─── Material shown
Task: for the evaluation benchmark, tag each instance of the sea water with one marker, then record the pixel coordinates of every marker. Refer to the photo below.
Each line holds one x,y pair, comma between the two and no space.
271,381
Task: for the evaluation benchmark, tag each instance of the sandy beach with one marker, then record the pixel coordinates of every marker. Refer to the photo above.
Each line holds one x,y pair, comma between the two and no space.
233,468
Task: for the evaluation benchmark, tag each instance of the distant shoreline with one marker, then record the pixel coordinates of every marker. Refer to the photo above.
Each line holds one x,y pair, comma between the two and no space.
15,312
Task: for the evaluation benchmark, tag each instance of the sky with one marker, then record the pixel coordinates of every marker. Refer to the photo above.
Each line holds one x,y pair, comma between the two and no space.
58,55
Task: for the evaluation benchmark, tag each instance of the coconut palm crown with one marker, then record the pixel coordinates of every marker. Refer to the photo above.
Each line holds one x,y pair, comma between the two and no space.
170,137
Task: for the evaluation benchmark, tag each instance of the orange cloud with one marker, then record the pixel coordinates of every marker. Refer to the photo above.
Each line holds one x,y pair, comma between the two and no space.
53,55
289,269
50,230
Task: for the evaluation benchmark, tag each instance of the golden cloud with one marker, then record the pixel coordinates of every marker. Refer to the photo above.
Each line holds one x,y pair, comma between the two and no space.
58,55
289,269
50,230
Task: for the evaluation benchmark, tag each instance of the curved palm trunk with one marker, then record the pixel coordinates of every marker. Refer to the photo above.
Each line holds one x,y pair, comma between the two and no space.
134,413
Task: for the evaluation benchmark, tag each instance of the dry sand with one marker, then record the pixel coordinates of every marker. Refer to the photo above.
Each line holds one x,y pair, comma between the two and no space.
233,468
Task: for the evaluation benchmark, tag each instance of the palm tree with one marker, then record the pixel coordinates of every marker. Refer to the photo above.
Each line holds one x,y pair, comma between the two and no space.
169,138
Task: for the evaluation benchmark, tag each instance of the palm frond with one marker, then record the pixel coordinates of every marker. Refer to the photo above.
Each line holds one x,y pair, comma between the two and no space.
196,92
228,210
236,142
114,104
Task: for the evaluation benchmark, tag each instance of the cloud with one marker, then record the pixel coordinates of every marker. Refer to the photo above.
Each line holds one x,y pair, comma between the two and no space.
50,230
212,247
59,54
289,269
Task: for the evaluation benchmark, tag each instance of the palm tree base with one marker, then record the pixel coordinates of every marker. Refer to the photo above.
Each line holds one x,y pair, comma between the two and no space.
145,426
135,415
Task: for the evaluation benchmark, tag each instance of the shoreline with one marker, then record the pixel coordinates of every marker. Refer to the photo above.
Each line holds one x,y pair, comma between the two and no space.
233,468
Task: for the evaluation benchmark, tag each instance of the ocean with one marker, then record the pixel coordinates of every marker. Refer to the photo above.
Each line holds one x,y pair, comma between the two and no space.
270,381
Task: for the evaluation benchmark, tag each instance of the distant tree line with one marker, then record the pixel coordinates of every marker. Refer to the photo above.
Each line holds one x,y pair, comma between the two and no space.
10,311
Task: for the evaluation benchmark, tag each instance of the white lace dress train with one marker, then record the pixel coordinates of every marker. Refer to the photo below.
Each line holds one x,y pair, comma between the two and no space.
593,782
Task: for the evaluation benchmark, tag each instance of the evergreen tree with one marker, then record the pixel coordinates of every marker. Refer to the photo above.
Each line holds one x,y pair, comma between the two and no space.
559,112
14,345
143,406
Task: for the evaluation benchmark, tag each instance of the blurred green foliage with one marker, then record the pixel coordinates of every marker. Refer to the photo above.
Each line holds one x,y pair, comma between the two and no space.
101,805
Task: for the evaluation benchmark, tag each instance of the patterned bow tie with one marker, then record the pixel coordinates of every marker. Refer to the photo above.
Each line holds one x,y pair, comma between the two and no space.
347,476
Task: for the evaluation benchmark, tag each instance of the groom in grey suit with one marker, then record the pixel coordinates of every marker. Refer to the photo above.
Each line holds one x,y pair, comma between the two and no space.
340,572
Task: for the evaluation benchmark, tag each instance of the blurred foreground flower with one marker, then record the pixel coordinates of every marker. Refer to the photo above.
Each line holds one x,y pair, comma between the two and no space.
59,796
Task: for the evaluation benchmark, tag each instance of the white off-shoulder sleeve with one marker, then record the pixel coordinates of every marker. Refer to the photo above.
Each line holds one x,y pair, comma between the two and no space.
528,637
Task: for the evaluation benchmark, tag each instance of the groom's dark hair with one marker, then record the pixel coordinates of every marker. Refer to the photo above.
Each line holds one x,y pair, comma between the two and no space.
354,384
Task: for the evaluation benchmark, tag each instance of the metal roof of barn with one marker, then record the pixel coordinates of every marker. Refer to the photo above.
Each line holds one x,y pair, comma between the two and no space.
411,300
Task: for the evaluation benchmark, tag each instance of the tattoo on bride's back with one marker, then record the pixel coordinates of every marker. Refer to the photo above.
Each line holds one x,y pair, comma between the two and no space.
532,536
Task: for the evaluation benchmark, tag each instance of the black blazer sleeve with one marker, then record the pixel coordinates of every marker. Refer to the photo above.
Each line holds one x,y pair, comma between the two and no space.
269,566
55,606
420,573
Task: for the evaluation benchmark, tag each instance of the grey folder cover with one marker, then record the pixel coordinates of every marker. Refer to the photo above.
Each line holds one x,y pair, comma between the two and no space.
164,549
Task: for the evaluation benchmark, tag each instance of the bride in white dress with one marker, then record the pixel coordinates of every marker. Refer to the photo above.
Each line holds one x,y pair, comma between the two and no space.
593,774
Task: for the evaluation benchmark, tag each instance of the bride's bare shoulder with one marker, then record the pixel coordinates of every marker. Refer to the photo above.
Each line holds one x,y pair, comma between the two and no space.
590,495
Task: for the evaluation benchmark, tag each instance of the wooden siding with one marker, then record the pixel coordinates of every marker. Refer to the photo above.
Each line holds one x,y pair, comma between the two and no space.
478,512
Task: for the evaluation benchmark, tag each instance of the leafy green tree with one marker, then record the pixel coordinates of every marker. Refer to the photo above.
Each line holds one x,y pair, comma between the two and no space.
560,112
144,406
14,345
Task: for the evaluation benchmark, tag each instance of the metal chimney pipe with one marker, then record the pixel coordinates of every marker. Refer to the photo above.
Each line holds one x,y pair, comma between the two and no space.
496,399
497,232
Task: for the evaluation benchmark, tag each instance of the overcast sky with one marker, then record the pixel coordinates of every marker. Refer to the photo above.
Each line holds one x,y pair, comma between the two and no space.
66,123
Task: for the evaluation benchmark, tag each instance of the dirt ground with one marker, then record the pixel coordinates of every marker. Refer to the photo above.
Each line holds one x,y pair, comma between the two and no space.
──────
_Prompt_:
Set down the entries above again, word for word.

_Correct result_:
Task: for the evaluation benchmark, tag each instance of the sea water with one marker, then record the pixel coordinates of every marker. Refer to the photo below.
Each line holds one x,y pair, comma between the two and no space.
271,381
Task: for the evaluation benchmark, tag each instance of the sandy beach with one marker, then record the pixel coordinates of every marker. Refer to the photo above.
Each line holds one x,y pair, comma between the two and no space.
233,468
Task: for the evaluation benchmark, tag each instance of the distant shoreline with one marker, then record the pixel coordinates of every marker. Refer to the photo above.
Each line holds one x,y pair, comma between the two and no space.
15,312
Task: for the evaluation benchmark, tag each instance of the sky with one marker, then record the pixel coordinates of every marker. Refer to the photo above.
Each line holds one x,y pair, comma between the two and no space.
58,55
Task: for the evaluation benchmark, tag each instance of the coconut palm crown with one marker, then record the pixel coordinates of every marker. Refer to the photo above.
Each line holds one x,y pair, comma between the two and no space.
170,137
Task: for the evaluation benchmark, tag each instance of the orange cloud with one marker, then record the pixel coordinates of every marker. Refer to the photo above.
Each line holds one x,y pair, comma between the two and no space.
53,55
289,269
50,230
Task: for the evaluation benchmark, tag each instance of the golden cloud with one marker, then record the pixel coordinates of every marker. Refer to the photo above.
Each line holds one x,y pair, comma between the two and no space.
58,55
289,269
50,230
Task: for the evaluation benchmark, tag each instance of the curved palm trunk with one marker, then record the pixel coordinates of every marker. Refer to the photo above.
Each line holds one x,y pair, comma between the two and no space.
134,413
Task: for the evaluation benchmark, tag each instance of the dry sand with one marker, then record the pixel coordinates of every marker. Refer to the photo above.
Each line holds one x,y pair, comma between the two and no space.
233,468
Task: for the evaluation benchmark, tag each instance of the palm tree with one marker, then record the pixel coordinates of every marker. Refer to the photo above.
Each line holds one x,y pair, comma between the two and no space.
169,138
Task: for the evaluation benchmark, tag each instance of the palm frond with one marker, then record the pixel coordinates of every marker. Refer to the photo above.
Each line holds one x,y pair, comma between the two and no space.
196,92
228,210
236,142
114,104
Task: for the evaluation benchmark, tag each instance of the cloud with one marker, then record the pixel coordinates of every marker. Refer to the photo above.
Each line holds one x,y pair, comma between the two and no space.
50,230
212,247
59,54
289,269
Task: for the evaluation benchmark, tag each instance of the palm tree base with one marker, then record the pixel coordinates of every marker. Refer to the photo above.
Each line holds one x,y pair, comma between the two and no space.
145,426
135,415
Task: for the evaluation benchmark, tag each instance of the shoreline with one marker, then record the pixel coordinates of every marker. Refer to the photo above.
Each line holds one x,y pair, comma between the two and no space.
233,468
Task: for the evaluation benchmark, tag each instance of the ocean with one marker, then record the pixel coordinates of every marker. Refer to the photo above.
Each line holds one x,y pair, comma between the two and no space.
270,381
Task: for the evaluation benchmark, tag each instance of the distant tree line with one marker, then record the pixel coordinates of every marker. Refer to the photo above.
Each line holds one x,y pair, comma between the two and no space.
10,311
Task: for the evaluation benchmark, tag each instance of the white lace dress train with one marker, then record the pixel coordinates of every marker. Refer to the photo below.
Each line holds one x,y pair, comma between the two and no space.
593,782
Task: for the evaluation benchmark, tag each instance of the evergreen tree with one marker, then record the pixel coordinates of every marker. Refer to the photo above.
Each line holds one x,y pair, comma between the two and no space.
559,112
14,345
143,406
Task: for the evaluation benchmark, tag each instance of the blurred green foliage with one marker, then record the pixel coordinates of every marker. Refer to the photo above.
Each line holds one x,y pair, comma between the two and no space.
101,805
Task: for the evaluation benchmark, tag each instance of the patterned bow tie with one marker, then record the pixel coordinates of every marker. Refer to the photo above.
Each line holds one x,y pair, comma between the two and no space.
347,476
Task: for the evaluation benchmark, tag each instance of the groom in grey suit with one marker, then record the pixel coordinates of every marker. Refer to the photo above.
Each line holds one x,y pair, comma between the two and no space.
340,572
Task: for the evaluation benchmark, tag each instance of the blurred foreground flower with one marker, then record the pixel coordinates of every marker. Refer to the photo above.
Each line holds one x,y pair, comma between the two and no space.
59,796
Task: for the evaluation benchmark, tag each instance of the white off-shoulder sleeve with one marker, then record the pixel coordinates of every marker. Refer to the photo above.
Each line holds one x,y pair, comma between the two and no space.
528,637
Task: for the evaluation benchmark, tag each instance of the groom's dark hair with one marker, then record the pixel coordinates of every marker. Refer to the photo above.
Each line holds one x,y pair, comma between the two and no space.
354,384
Task: for the evaluation benchmark, tag each instance of the metal roof of barn with one marker, then record the pixel coordinates of every marker. Refer to the photo above.
Each line holds one x,y pair, comma between the two and no space.
411,300
Task: for the evaluation benchmark, tag each instance of the tattoo on bride's back with one marker, then record the pixel coordinates of every marker. Refer to the photo above.
Each line holds one x,y pair, comma between the two and no space.
532,536
Task: for the evaluation benchmark, tag each instance of the black blazer sleeve with one marker, then record the pixel coordinates of every marker. Refer to the photo above.
Each line holds one x,y pair, comma between the two and no space.
269,566
55,606
420,573
Task: for the evaluation benchmark, tag each instance of the grey folder cover with one marker, then record the pixel coordinates of every marker. Refer to the photo above.
Each line holds one x,y pair, comma between the two and no space.
164,549
Task: for the evaluation benchmark, tag each instance of the bride in white dress with one marker, then record the pixel coordinates of every marker. Refer to the photo above.
Each line holds one x,y pair, comma between the two and no space.
593,774
Task: for the evaluation benchmark, tag each instance of the bride's bare shoulder with one marker, then record the pixel coordinates of every marker. Refer to the photo above.
Each line holds one x,y pair, comma between the two and no space.
590,495
Task: for the evaluation benchmark, tag each instance of the wooden siding with one marker, then record the pixel coordinates of every marker. Refer to the photo above.
Each line holds one x,y pair, comma between the two and no space.
478,512
Task: for the evaluation benchmark, tag each instance of the leafy green tree with one marker, then record the pixel coordinates of every marker. Refer to the photo above.
Each line holds one x,y pair, comma between the two and no space.
560,112
144,406
14,345
Task: for the evaluation benchmark, tag each instance of the metal chimney pipe with one marker, then record the pixel coordinates of every marker. Refer to the photo above.
Each line holds one x,y pair, comma between the two and no space.
496,399
497,232
Task: for the evaluation benchmark, tag each instance of the overcast sky with one marker, then record the pixel coordinates of every marker. Refer to the photo above.
Each line holds one x,y pair, comma between the two and no space.
66,123
Task: for the evaluation benchmark, tag each instance of the dirt ground with one marker, then record the pixel coordinates of every marker. Refer to the photo above.
Each line holds one x,y pair, comma between the two and no space.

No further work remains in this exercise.